(Elementos de datos)
•••••

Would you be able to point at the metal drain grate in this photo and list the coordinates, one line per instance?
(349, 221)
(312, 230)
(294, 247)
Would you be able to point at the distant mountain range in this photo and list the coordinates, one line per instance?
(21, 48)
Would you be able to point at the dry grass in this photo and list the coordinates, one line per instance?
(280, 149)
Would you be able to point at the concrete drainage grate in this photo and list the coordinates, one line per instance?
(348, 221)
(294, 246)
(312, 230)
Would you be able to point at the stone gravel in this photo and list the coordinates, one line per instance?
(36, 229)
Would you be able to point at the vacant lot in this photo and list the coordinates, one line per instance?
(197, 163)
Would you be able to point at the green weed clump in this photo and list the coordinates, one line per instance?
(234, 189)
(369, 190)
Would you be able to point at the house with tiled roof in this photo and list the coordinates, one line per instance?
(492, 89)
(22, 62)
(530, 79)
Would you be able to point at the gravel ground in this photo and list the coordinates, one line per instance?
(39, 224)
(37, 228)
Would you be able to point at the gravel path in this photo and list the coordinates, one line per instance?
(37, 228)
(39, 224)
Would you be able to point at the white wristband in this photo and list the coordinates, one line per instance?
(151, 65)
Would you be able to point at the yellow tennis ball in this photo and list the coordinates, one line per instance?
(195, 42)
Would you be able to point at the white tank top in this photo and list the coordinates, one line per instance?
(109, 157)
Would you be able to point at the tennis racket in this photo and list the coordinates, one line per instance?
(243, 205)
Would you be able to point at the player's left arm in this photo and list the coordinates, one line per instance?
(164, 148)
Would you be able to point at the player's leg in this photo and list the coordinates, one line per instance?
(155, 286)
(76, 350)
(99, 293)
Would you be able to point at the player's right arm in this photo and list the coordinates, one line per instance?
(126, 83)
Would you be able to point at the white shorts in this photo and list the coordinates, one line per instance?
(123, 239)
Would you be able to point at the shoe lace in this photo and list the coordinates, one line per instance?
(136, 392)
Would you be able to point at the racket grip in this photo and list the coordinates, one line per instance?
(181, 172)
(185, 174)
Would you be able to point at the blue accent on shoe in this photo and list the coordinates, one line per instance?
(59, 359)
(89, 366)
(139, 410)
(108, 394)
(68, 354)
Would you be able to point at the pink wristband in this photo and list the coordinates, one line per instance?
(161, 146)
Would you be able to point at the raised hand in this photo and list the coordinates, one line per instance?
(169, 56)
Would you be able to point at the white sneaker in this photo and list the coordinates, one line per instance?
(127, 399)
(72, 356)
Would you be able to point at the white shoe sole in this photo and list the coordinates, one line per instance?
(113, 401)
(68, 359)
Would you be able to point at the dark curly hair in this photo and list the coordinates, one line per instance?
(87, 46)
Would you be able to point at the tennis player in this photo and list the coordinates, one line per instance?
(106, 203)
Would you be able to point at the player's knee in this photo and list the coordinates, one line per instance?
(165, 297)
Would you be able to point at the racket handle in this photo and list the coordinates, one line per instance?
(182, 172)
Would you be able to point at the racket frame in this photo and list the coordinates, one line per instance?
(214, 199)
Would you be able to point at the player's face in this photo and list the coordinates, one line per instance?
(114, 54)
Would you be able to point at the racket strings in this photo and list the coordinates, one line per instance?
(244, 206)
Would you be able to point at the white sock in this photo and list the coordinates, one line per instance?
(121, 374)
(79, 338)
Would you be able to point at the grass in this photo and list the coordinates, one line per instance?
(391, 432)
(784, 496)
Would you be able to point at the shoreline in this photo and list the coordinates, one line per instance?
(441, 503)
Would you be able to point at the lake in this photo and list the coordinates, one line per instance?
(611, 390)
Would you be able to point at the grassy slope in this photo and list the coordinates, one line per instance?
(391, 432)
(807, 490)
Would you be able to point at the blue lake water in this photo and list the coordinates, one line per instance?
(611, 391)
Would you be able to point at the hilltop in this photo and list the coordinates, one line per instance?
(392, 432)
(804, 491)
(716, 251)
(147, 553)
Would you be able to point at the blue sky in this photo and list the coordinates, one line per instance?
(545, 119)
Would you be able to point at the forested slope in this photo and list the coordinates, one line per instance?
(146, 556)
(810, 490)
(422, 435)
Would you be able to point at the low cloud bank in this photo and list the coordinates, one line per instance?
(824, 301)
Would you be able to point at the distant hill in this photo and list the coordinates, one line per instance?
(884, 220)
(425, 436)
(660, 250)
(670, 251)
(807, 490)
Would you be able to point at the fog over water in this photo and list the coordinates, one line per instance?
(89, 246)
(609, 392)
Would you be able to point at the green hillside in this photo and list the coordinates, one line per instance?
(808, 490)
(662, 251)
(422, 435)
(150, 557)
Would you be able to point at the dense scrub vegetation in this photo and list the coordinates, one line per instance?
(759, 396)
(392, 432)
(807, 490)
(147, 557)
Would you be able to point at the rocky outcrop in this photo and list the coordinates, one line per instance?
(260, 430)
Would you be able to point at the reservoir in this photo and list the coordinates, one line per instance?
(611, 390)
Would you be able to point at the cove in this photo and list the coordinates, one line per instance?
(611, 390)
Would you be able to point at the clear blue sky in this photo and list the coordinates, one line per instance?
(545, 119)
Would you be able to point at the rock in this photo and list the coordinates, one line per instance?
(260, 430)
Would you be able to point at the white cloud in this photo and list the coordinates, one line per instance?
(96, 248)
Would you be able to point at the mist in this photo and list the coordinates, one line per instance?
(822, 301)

•••••

▶ **PROBLEMA PLANTEADO**
¿Puedes reescribir el listado completo cambiando "list the coordinates" por "give the coordinates" y dejando todo lo demás igual?

▶ **RESULTADO DEL EJERCICIO**
Would you be able to point at the metal drain grate in this photo and give the coordinates, one line per instance?
(349, 221)
(312, 230)
(294, 247)
Would you be able to point at the distant mountain range in this photo and give the coordinates, one line per instance?
(21, 48)
Would you be able to point at the dry grass in this photo and give the coordinates, one line per instance?
(280, 149)
Would you be able to point at the concrete drainage grate in this photo and give the coordinates, one line per instance?
(348, 221)
(294, 246)
(312, 230)
Would you be able to point at the stone gravel in this photo and give the coordinates, one line per instance?
(36, 229)
Would you be able to point at the vacant lot in this photo and give the coordinates, one line per instance?
(197, 163)
Would you be able to point at the green weed clump in this photo and give the coordinates, one line per instance?
(234, 189)
(369, 190)
Would you be able to point at the house with tiled roof in this photo and give the coordinates, one line per instance?
(492, 89)
(22, 62)
(530, 79)
Would you be able to point at the gravel ground in this photo and give the coordinates, one line per instance?
(39, 224)
(37, 228)
Would you be able to point at the gravel path in this photo and give the coordinates, one line per instance?
(37, 228)
(39, 224)
Would you be able to point at the white wristband in this photo and give the coordinates, one line per instance?
(151, 65)
Would you be able to point at the yellow tennis ball in this photo and give the coordinates, one line per instance?
(195, 42)
Would you be able to point at the white tank top in this photo and give the coordinates, one line per instance?
(109, 157)
Would you be able to point at the tennis racket in this photo and give the coordinates, one line per instance?
(243, 205)
Would you be able to point at the player's left arm in this photo and give the coordinates, one line per instance?
(164, 148)
Would you be able to point at the player's leg in this photo and give the coordinates, one line per instance?
(155, 286)
(76, 350)
(99, 293)
Would you be able to point at the player's right arm in this photo and give the coordinates, one line per instance?
(126, 83)
Would you be able to point at the white shorts in this photo and give the coordinates, one line per instance?
(123, 239)
Would you be able to point at the shoe lace in this photo and give the coordinates, one line per instance?
(136, 392)
Would you be able to point at the racket grip in this photo and give the coordinates, one line per instance?
(181, 172)
(185, 174)
Would you be able to point at the blue accent on shoe in this photo and give the coordinates, one line per instance?
(59, 359)
(89, 366)
(139, 410)
(108, 394)
(68, 354)
Would you be able to point at the pink wristband in this photo and give the coordinates, one line per instance?
(161, 146)
Would you be able to point at the raised hand in this photo and give the coordinates, one line per instance?
(169, 56)
Would you be able to point at the white sneaker in this photo and give the coordinates, one line per instance?
(127, 399)
(72, 356)
Would you be able to point at the white shoe sole in this photo and give the coordinates, one line per instance?
(113, 401)
(68, 359)
Would you be able to point at the dark curly hair in this photo and give the coordinates, one line per instance?
(87, 46)
Would you be able to point at the tennis player in this photo and give the coordinates, one line per instance?
(106, 203)
Would you be able to point at the player's knee in this photo and give the coordinates, one line per instance?
(165, 297)
Would you be able to point at the racket handle in this photo and give the coordinates, one line per instance?
(182, 172)
Would you be able to point at the racket frame in this photo and give the coordinates, one line per instance?
(214, 199)
Would you be able to point at the player's face in this photo and give the coordinates, one line per instance?
(114, 54)
Would you be able to point at the racket strings in this photo and give the coordinates, one line per instance?
(244, 206)
Would you be able to point at the white sock in this photo and give the coordinates, one line per instance?
(121, 374)
(79, 338)
Would you be able to point at the grass in this photo and give the coordinates, one line per instance?
(391, 432)
(784, 496)
Would you be able to point at the shoreline in this photo and give the coordinates, one line per instance?
(441, 503)
Would you be able to point at the lake in this photo and give the coordinates, one line per instance?
(611, 390)
Would you be able to point at the grassy slope in this photo and give the coordinates, one line per instance?
(391, 432)
(807, 490)
Would you be able to point at the blue lake water in this photo and give the coordinates, one line per instance?
(611, 391)
Would you be able to point at the hilltop in this photo and give the coordinates, one line per instance?
(392, 432)
(804, 491)
(716, 251)
(147, 553)
Would you be able to point at the blue sky in this photo and give the coordinates, one line per instance?
(545, 119)
Would you be able to point at the forested slope in this photo and give the coordinates, one line per instance?
(146, 556)
(810, 490)
(422, 435)
Would you be able to point at the low cloud bank in this photo and give the coordinates, one line per instance?
(824, 301)
Would you be able to point at the distant hill in this photo and give the coordinates, one line per instance?
(884, 220)
(425, 436)
(660, 250)
(670, 251)
(807, 490)
Would you be able to point at the fog over water in this photo and give the coordinates, one line per instance?
(89, 246)
(609, 392)
Would you be able to point at the green hillside in this photo and give the coordinates, one line per instance?
(808, 490)
(662, 251)
(422, 435)
(150, 557)
Would you be able to point at the dense scrub vegetation in this photo and give the coordinates, one line per instance?
(759, 396)
(392, 432)
(807, 490)
(147, 557)
Would you be able to point at the rocky outcrop in this photo and give the coordinates, one line per instance?
(260, 430)
Would you be able to point at the reservoir in this photo and give the coordinates, one line per instance?
(611, 390)
Would you be able to point at the cove in this photo and give the coordinates, one line per instance?
(611, 390)
Would you be able to point at the clear blue sky in this photo and give the coordinates, one line per instance?
(545, 119)
Would you be able to point at the rock in this photo and give the coordinates, one line per instance?
(260, 430)
Would you be able to point at the white cloud in this photo and give the coordinates, one line per instance?
(96, 248)
Would you be able to point at the mist in this photo and give the coordinates, one line per instance?
(822, 301)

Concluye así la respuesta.